**Extract provided**
- Open Access
Distal adding-on after surgery in Lenke 5C adolescent idiopathic scoliosis: clinical and radiological outcomes
BMC Musculoskeletal Disorders volume 23, Article number: 602 (2022)
To evaluate the incidence and risk factors of postoperative distal adding-on in patients with Lenke 5C adolescent idiopathic scoliosis (AIS). More accurate selection criteria for the lower instrumented vertebra (LIV) should be confirmed to prevent distal adding-on.
Forty-six patients with Lenke 5C AIS who underwent posterior fusion were enrolled in the study. Patients were allocated into adding-on and no adding-on groups. Demographic data, clinical data, and radiographic parameters were recorded and compared.
Postoperative distal adding-on occurred in eight patients (17.4%) during follow-up. Demographic data, clinical data, and baseline radiographic parameters of the two groups were not significantly different. The postoperative thoracolumbar (TL) or lumbar (L) Cobb angle, LIV translation, and LIV + 1 translation were higher in the adding-on group than those in the no adding-on group, while the postoperative coronal imbalance of the adding-on group was lower than that of the no adding-on group. The level difference of last barely touched vertebra (LBTV) and last substantial touched vertebra (LSTV) with LIV were higher in the adding-on group than in the no adding-on group.
Postoperative TL/L curve, postoperative LIV translation, postoperative LIV + 1 translation, and postoperative coronal imbalance were determined as risk factors for postoperative distal adding-on in patients with Lenke 5C AIS. Moreover, LIV selection of LBTV-1 or LSTV-1 may cause a higher risk of postoperative distal adding-on.

**Exercise aim**
Pick up the abstract on distal adding-on after surgery for Lenke 5C scoliosis and continue it from its last sentence. The listing that follows has nothing to do with the scoliosis abstract.

**Extracted entries**
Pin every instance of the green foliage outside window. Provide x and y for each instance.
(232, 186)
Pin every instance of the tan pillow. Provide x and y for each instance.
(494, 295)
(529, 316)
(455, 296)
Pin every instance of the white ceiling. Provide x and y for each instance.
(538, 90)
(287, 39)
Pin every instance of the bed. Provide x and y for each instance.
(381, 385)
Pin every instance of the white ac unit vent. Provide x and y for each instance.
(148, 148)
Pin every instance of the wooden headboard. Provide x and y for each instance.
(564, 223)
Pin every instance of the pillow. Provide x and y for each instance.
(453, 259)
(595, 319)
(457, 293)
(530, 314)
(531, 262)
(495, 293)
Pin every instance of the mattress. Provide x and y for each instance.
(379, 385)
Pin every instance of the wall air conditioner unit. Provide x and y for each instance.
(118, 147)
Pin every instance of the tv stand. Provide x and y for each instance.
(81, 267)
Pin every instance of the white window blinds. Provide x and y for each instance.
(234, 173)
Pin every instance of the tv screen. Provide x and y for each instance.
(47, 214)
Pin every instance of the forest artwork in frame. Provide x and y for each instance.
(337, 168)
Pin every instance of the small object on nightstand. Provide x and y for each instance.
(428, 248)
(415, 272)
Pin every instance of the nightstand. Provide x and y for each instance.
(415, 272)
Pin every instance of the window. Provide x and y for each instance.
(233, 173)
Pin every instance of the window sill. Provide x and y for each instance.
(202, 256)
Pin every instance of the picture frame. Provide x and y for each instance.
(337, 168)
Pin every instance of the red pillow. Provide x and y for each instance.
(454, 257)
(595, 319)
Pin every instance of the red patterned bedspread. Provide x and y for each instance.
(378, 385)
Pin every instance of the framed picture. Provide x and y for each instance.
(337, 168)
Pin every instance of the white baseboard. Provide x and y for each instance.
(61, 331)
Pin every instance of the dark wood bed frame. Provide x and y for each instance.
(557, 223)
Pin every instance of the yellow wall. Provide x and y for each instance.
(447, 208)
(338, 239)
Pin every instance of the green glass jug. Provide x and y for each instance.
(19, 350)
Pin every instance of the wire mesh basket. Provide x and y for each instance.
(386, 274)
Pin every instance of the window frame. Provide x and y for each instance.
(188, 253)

**Expected answer**
Lenke 5C adolescent idiopathic scoliosis (AIS) is defined as a curve with structural thoracolumbar (TL) or lumbar (L) scoliosis [1,2,3]. Surgery is considered in patients with Lenke 5C AIS with progressive Cobb angles greater than 40°, especially in cases of coronal imbalance or cosmetic demand [1,2,3,4]. Posterior fusion with pedicle screws is commonly used to treat Lenke 5C AIS with excellent outcomes [1,2,3, 5, 6]. Although the Lenke classification is reliable to determine the surgical plan, the determination of the ideal fusion level can be challenging [3,4,5]. The selection of the lower instrumented vertebra (LIV) in patients with Lenke 5C AIS has been extensively discussed in previous studies, while the criteria remain uncertain [7, 8]. LIV selection is important to achieve optimal correction and to preserve lumbar mobility .
It is critical to fuse the less mobile segments to achieve optimal global balance during the treatment for patients with Lenke 5C AIS [3, 9]. The choice of a too proximal LIV may result in distal curve decompensation, while a too distal LIV may cause a needless sacrifice of lumbar motion . According to the “Cobb to Cobb method”, the Lenke 5C curve is usually fused between the upper end vertebra and the lowest end vertebra (LEV) [6, 11]. L3 is commonly selected as the LIV, while longer fusions with an LIV below L3 will result in a greater loss of lumbar function .
The postoperative distal adding-on in AIS is usually found with a progressive correction loss due to an increase in either lumbar vertebral deviation or LIV disc angulation [8, 12]. Postoperative distal adding-on in Lenke 5C AIS has aroused increasing attention and remains to be fully investigated . The occurrence rate of postoperative distal adding-on in patients with Lenke 5C AIS is between 2 and 51% . Progressive degeneration of the lumbar spine and aggravated coronal imbalance may increase the probability of revision surgery . The LIV should be located in a stable zone to minimize the risk of postoperative distal adding-on [4, 7, 13, 14].
The purpose of the present study was to evaluate the incidence and risk factors of postoperative distal adding-on in patients with Lenke 5C AIS. Moreover, the LIV selection criteria for these patients were determined and evaluated.
Between October 2012 and September 2019, all patients with Lenke 5C AIS who underwent posterior fusion and pedicle screw instrumentation were consecutively included. This retrospective case series was approved by the institutional review board of our hospital.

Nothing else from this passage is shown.